#### ACTIONS TO TAKE
1. Answer these questions about the passage on Khleber Miller Van Zandt:
(a) What is the title of Van Zandt's autobiography?
(b) Where did he enlist in 1861?
(c) At which places was he held as a prisoner, in order?
2. In two sentences, what does the passage on Khleber Miller Van Zandt say?

Khleber Miller Van Zandt (1836-1930) cut a wide swath through Fort Worth civic affairs for sixty years.
At age ninety-three Van Zandt wrote his autobiography, a self-effacing book entitled Force Without Fanfare. Among my favorite anecdotes in the book are two that relate to his experiences in the Civil War.
This is Van Zandt’s muster roll index card for the Confederate army. In 1861 he enlisted at Marshall, where he lived before moving to Fort Worth in 1865. He would reach the rank of major and afterward be known in civilian life in Fort Worth as “the Major.”
During the week of February 11-16, 1862 then-Captain Van Zandt fought in the Confederacy’s 7th Texas Infantry at the Battle of Fort Donelson in Tennessee. (Kurz and Allison lithograph Battle of Fort Donelson from Wikipedia.)
The 7th Texas Infantry fought under Brigadier General Gideon J. Pillow and Colonel John M. Simonton. (Diagram from Wikipedia.)
Van Zandt recalled a telling “quiet” moment during that horrific battle in which eight hundred would be killed:
“The fighting continued all day Sunday, September 20, and on until about nine o’clock that night. We made camp at a spot the Federals had been using for a field hospital. Their wounded and dead were all around us, and all night we could hear the groaning of the injured. Early next morning our men went foraging. Some went for water. Others went to see if there was any food to be found in the haversacks of the dead Yankees. Billy Rogers, one of my men, was in a mighty bad fix; but he found some coffee and made himself a cup of it. He was just putting it to his lips, when a wounded Ohio captain dragged himself up to our fire. Without a word, Billy handed the coffee to the Yankee, saying, ‘You are worse off than I.’ I think this instance, and many others, show that the men who did the fighting did not have any animosity toward each other.”
The Battle of Fort Donelson was a Union victory. Van Zandt’s garrison surrendered. This report on the battle in the Edgefield, South Carolina, Advertiser lists the 7th Texas among the Confederate forces.
Van Zandt was taken prisoner and held first at Camp Douglas, then Camp Chase, then Johnson’s Island. Perhaps Van Zandt was among the three hundred “secesh prisoners” of the 7th Texas described in this first-hand account in the Washington City Evening Star.
Later in 1862 Van Zandt was returned to duty through a prisoner exchange and fought on for the Confederacy, including at the Battle of Missionary Ridge in 1863. (Also fighting at Missionary Ridge was Hiram Bronson Granbury. Thirty years later Van Zandt would be the temporary guardian of Granbury’s mortal remains.)

Saved data entries:
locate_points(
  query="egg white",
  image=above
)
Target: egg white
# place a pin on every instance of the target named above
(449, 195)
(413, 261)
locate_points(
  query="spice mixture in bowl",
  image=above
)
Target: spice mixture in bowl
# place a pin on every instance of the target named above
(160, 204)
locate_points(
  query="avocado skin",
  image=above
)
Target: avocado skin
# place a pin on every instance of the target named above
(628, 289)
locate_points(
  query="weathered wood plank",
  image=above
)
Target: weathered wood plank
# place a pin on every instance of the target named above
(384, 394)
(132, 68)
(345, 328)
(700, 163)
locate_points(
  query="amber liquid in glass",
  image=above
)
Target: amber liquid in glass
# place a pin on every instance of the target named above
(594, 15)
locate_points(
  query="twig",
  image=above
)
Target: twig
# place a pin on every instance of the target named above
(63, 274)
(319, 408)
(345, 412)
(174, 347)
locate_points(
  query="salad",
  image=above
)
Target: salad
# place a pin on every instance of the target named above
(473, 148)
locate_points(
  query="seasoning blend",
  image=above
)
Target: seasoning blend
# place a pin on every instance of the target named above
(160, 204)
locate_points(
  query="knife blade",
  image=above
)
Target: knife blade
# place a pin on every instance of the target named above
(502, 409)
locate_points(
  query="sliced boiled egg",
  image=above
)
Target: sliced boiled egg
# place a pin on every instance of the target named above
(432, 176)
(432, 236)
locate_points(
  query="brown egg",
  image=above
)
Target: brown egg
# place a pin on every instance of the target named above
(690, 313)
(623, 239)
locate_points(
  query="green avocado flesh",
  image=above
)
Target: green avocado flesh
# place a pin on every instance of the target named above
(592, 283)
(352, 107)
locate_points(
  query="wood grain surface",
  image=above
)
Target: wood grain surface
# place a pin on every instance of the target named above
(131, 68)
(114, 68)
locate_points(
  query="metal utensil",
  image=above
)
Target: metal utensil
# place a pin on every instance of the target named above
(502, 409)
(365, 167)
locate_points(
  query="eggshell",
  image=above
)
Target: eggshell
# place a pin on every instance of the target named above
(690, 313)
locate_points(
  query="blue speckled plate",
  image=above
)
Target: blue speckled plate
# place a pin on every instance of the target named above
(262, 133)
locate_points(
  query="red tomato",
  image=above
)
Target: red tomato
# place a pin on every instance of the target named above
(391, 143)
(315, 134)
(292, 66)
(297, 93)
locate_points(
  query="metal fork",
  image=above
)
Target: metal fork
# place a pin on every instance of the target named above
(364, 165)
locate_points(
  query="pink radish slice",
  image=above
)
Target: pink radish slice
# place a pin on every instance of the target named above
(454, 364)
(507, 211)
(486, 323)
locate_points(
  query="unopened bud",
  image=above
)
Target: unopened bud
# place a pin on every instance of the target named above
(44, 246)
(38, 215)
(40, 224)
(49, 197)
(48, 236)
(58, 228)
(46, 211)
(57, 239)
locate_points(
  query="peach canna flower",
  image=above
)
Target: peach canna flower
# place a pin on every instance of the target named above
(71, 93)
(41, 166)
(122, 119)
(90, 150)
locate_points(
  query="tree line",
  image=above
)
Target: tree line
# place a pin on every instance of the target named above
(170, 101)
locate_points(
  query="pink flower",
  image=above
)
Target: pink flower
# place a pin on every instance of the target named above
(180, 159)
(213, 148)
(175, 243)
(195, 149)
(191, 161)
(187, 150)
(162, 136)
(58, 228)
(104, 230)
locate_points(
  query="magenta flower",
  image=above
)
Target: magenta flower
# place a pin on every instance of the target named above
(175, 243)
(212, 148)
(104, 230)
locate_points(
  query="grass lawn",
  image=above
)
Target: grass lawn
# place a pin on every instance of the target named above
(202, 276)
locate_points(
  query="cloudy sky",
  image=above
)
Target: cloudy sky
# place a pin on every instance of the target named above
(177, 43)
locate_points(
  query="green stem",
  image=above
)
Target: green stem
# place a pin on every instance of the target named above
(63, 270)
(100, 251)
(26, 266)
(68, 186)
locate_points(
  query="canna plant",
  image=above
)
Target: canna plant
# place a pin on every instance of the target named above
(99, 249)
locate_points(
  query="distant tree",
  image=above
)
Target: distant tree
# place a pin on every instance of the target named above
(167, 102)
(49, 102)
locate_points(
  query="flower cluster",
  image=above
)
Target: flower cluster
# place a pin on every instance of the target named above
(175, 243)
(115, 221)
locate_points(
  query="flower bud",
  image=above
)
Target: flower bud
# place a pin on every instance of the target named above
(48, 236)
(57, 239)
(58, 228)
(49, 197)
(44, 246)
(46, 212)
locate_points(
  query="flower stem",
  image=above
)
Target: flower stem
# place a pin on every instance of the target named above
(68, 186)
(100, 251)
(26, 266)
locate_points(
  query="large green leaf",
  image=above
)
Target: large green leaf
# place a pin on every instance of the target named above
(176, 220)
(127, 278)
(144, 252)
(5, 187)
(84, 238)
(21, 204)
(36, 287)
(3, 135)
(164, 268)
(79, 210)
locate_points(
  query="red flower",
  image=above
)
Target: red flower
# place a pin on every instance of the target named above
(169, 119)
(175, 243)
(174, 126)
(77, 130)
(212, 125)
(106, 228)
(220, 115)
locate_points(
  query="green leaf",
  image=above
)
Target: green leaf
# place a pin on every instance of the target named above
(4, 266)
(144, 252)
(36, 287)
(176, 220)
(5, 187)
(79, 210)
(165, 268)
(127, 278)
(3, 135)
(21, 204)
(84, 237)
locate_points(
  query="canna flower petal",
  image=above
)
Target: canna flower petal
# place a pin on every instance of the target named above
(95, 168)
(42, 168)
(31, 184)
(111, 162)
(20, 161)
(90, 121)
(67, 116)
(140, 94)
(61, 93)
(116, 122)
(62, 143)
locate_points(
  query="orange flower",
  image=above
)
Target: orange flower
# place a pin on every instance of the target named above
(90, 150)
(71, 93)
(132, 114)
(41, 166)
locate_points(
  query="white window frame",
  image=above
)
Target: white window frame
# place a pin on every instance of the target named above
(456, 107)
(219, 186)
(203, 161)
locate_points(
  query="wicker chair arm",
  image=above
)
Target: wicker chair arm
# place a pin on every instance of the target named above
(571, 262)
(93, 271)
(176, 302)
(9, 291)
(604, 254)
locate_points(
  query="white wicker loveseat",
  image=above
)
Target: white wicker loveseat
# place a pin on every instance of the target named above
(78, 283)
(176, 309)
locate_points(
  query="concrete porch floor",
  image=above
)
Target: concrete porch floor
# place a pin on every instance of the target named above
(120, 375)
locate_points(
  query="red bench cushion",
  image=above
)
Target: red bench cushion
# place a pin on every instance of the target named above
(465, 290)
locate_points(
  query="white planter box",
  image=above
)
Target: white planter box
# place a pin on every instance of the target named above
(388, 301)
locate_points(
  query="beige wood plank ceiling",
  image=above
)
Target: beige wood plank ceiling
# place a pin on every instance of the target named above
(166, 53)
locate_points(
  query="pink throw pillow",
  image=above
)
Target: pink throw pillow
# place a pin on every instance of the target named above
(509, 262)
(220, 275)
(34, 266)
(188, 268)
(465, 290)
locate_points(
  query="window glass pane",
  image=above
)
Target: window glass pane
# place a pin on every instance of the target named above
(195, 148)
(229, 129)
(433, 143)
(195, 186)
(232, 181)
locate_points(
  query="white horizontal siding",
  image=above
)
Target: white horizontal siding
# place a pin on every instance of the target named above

#### SET OF ANSWERS
1.
(a) Force Without Fanfare
(b) Marshall
(c) Camp Douglas, then Camp Chase, then Johnson's Island

2. Khleber Miller Van Zandt, prominent in Fort Worth civic affairs for sixty years, wrote an autobiography at age ninety-three titled Force Without Fanfare that includes anecdotes from his Civil War service. After enlisting at Marshall in 1861, he fought with the 7th Texas Infantry at the Battle of Fort Donelson and was taken prisoner when his garrison surrendered, then returned to duty through a prisoner exchange later in 1862 and fought on for the Confederacy, including at Missionary Ridge in 1863.